What this task involves. Reproduce the part of the commentary on ISIS below that runs between "The very important" and "a serious problem.", inclusive.

─── Text block ───

It is August 28, 2014 and more than ever we're witnessing something very important. It is particularly interesting because the stakes are so high. If we don't get the middle-east situation right, the enemy seems likely to make life very bad for a long time in many regions of the world.
    The very important question is what can be done about the insane, violence-on-steroids brand of terrorism? The Islamic State of Iraq and Syria (ISIS), and whomever they morph into tomorrow, as well as other ruthless offshoots of Al-Qaeda, pose a serious problem.
You can't reason with people who are bat-crap-frickin'crazy. In the name of some bastardized version of Islam that they make up as they go along, they'll do anything to anybody. It isn't Islam any more than I'm the Pope. There isn't an Imam worth his salt who concurs with their tactics, their message, or anything else about them.
    Since they are immune to reason, we have no alternative but to have every sane nation commit their money and their military, join forces, and pound the bejeezus out of them. It is how the Allies defeated Hitler and it will take nothing less here. That's what many want to do but perhaps it is more complicated and requires a less emotional approach.
    The problem is the bad guys have this home-spun ideology. If we pound the crap out of them, legions of dumb-as-a-brick believers (they are also certifiably sociopathic) will run and hide, recruit some others and come back later, fueled by what they believe was an attack on their faith.

─── Data segment ───

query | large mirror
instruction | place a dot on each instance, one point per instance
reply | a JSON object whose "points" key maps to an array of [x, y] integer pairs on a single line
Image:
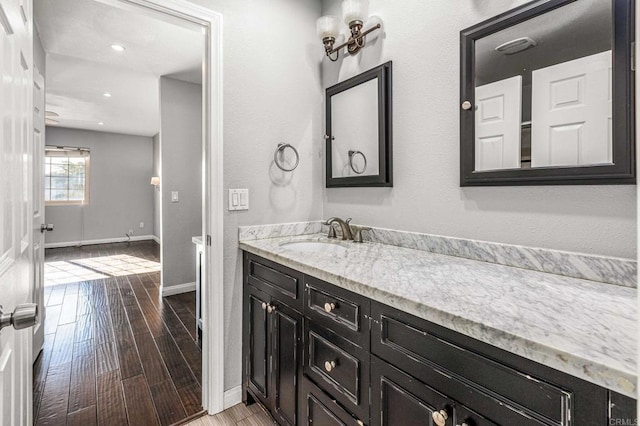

───

The completed task.
The very important question is what can be done about the insane, violence-on-steroids brand of terrorism? The Islamic State of Iraq and Syria (ISIS), and whomever they morph into tomorrow, as well as other ruthless offshoots of Al-Qaeda, pose a serious problem.